*PROMPT*.
Pictures in the records should not be copied, but every other part must be repeated exactly.

*GIVEN RECORDS*.
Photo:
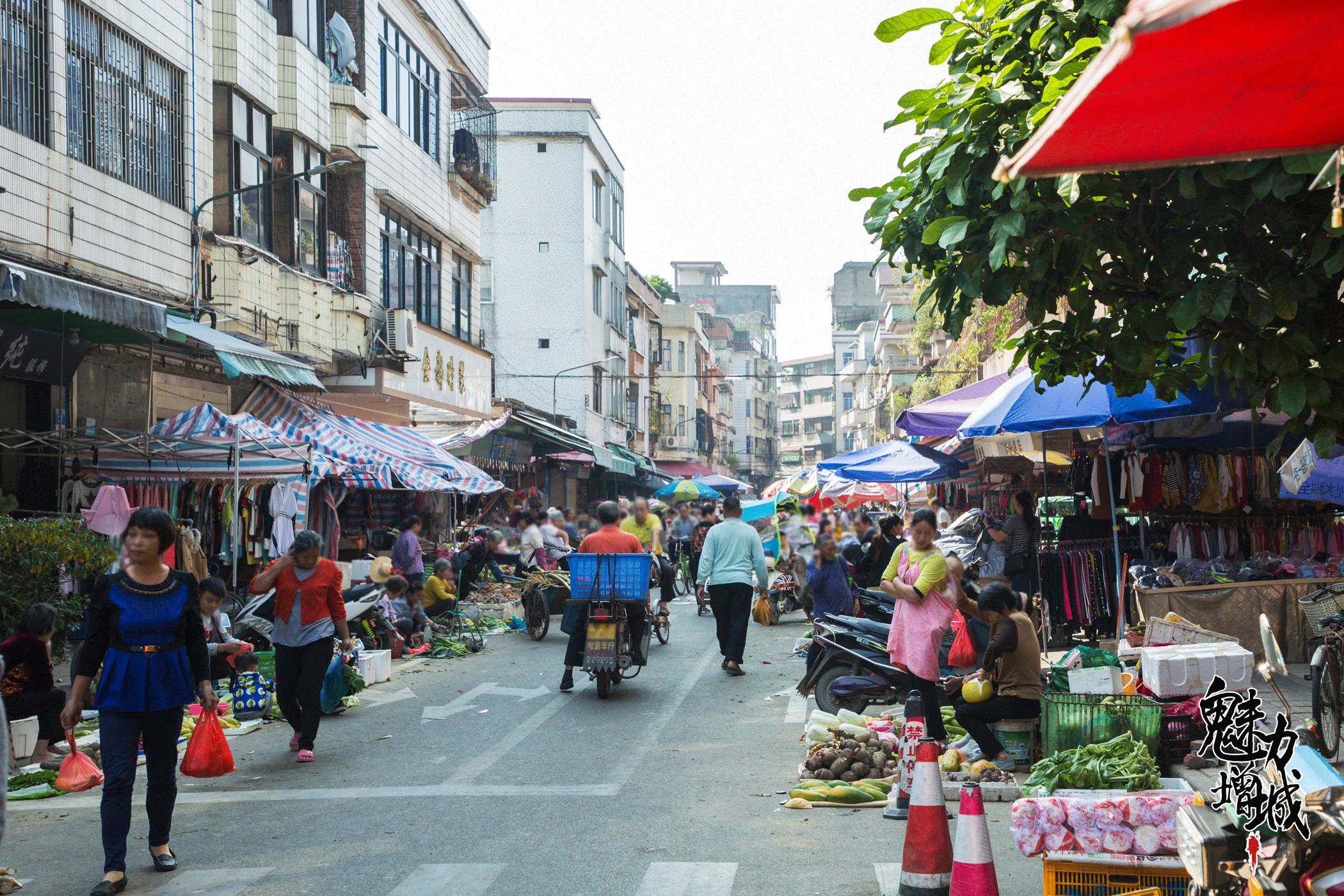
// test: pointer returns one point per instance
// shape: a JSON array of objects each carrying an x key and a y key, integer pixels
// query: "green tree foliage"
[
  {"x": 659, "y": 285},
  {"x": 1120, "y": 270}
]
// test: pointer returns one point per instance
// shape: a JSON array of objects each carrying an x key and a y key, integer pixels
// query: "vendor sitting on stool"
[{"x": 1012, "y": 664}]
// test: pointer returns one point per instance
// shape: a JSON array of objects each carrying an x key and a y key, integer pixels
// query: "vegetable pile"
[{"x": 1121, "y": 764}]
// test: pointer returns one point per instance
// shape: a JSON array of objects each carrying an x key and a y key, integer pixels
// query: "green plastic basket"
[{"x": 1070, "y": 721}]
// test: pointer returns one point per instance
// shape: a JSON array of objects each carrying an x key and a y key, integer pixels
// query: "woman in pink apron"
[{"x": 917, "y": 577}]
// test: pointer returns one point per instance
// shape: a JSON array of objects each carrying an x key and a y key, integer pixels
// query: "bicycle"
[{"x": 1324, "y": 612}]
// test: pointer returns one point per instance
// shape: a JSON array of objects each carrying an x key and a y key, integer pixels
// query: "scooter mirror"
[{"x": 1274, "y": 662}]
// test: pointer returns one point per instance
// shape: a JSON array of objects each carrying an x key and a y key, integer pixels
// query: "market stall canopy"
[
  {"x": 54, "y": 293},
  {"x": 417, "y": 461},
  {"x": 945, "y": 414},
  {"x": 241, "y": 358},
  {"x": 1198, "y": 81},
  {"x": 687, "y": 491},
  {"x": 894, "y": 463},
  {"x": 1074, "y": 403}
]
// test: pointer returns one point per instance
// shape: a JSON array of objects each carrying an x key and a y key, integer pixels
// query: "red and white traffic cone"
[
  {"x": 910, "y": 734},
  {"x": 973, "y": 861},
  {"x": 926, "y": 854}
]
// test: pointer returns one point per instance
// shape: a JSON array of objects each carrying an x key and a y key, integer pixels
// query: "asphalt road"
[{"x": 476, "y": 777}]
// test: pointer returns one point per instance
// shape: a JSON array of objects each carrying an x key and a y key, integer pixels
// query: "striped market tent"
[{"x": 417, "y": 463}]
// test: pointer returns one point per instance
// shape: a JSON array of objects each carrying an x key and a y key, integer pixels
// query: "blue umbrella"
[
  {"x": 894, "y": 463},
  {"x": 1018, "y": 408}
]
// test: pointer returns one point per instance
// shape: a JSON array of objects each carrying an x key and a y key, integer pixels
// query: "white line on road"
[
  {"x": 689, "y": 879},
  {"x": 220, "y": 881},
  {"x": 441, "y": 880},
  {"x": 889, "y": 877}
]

*SOLVED PROBLEM*.
Photo:
// test: pointer returns one point per instance
// shape: a JSON array of objects each carrying an x key and a y key, integer pixels
// query: "green tree foliage"
[
  {"x": 659, "y": 285},
  {"x": 1120, "y": 270}
]
// test: pointer returns one point per instance
// shape: a JSON array of objects each carrying an x key and a y key, integer pixels
// query: "vendor sitting on stool"
[{"x": 1012, "y": 664}]
// test: pointer returns one point per instance
// shape: a JSON array of objects each carrying an x key and a y key, integer pixels
// query: "vegetable pile"
[{"x": 1121, "y": 764}]
// test: pointer returns one point per instance
// shape: a JSON array of objects each carrying an x key and a y key, integer pixels
// query: "green plastic basket"
[{"x": 1070, "y": 721}]
// test: pointer returns one point per instance
// shape: a JSON array of objects each carrying an x key and a y key, integer pixels
// query: "woman in pink apron"
[{"x": 917, "y": 577}]
// test: pointer returns one point per instance
// shape: a JSON array of objects each carrying an x key and a y key, integer pixels
// query: "bicycle"
[{"x": 1324, "y": 612}]
// test: pointer returns one point per instance
// shape: a JSON array of objects each carrying an x key and a y key, integer pixels
// query: "scooter mirror"
[{"x": 1274, "y": 662}]
// test: pointer returns one point per instance
// shape: a JSON array of objects each carrying an x key and a y key, integer pixels
// query: "market stall canopy"
[
  {"x": 54, "y": 293},
  {"x": 417, "y": 461},
  {"x": 945, "y": 414},
  {"x": 241, "y": 358},
  {"x": 1198, "y": 81},
  {"x": 687, "y": 491},
  {"x": 894, "y": 463},
  {"x": 1074, "y": 403}
]
// test: pointer returns one point per instance
// shape: a JSON array of objects each carrying an x key and a y key, integer pixels
// query: "red and white traffic cone"
[
  {"x": 910, "y": 734},
  {"x": 973, "y": 861},
  {"x": 926, "y": 854}
]
// test: pointer returns one point per instance
// shape: a JSON array of objects each carrying an x key and a y key, integer pixels
// query: "asphalt road"
[{"x": 476, "y": 777}]
// test: pointer returns one point per instance
// shape: a JSON array of objects each carrying an x key and a y key, integer pixels
// query: "striped market tent"
[{"x": 417, "y": 463}]
// test: pointer returns one point per instance
// shape: a JSON array of objects each carrying an x key and a y key, integer pixels
// query: "blue umbrella"
[
  {"x": 894, "y": 463},
  {"x": 1018, "y": 408}
]
// test: pointer returns one point per instance
// shape: a JSON array of objects each carrying an x key and a y key, integer pixels
// query: "white line on road"
[
  {"x": 689, "y": 879},
  {"x": 220, "y": 881},
  {"x": 441, "y": 880},
  {"x": 889, "y": 877}
]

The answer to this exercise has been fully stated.